■ GOAL:
Take the listing and print it in full, exactly as given.

[A run of records]
+++
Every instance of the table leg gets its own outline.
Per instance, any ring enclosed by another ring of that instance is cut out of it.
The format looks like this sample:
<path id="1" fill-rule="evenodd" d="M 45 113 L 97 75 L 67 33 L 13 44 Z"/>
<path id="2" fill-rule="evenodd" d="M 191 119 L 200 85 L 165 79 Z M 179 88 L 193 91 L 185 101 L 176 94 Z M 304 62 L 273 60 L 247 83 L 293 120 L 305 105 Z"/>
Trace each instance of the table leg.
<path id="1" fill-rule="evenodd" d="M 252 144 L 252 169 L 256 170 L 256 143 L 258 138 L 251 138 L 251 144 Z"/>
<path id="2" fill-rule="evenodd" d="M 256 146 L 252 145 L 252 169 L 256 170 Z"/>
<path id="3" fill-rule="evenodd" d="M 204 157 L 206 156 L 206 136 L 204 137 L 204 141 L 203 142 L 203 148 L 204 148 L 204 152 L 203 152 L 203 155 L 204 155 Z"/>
+++
■ EXPECTED ANSWER:
Every instance of the table leg gets its own outline.
Per instance, any ring enclosed by another ring of that instance is cut out of it.
The format looks like this sample:
<path id="1" fill-rule="evenodd" d="M 45 113 L 97 75 L 67 33 L 13 44 Z"/>
<path id="2" fill-rule="evenodd" d="M 191 119 L 200 85 L 165 79 Z M 179 88 L 193 91 L 185 101 L 176 94 Z M 304 62 L 273 60 L 247 83 L 293 120 L 305 105 Z"/>
Trace each instance of the table leg.
<path id="1" fill-rule="evenodd" d="M 252 144 L 252 169 L 256 170 L 256 143 L 258 138 L 251 138 L 251 144 Z"/>
<path id="2" fill-rule="evenodd" d="M 256 146 L 252 145 L 252 169 L 256 170 Z"/>
<path id="3" fill-rule="evenodd" d="M 204 157 L 206 156 L 206 136 L 204 137 L 204 141 L 203 142 L 203 148 L 204 148 L 204 152 L 203 152 L 203 155 L 204 155 Z"/>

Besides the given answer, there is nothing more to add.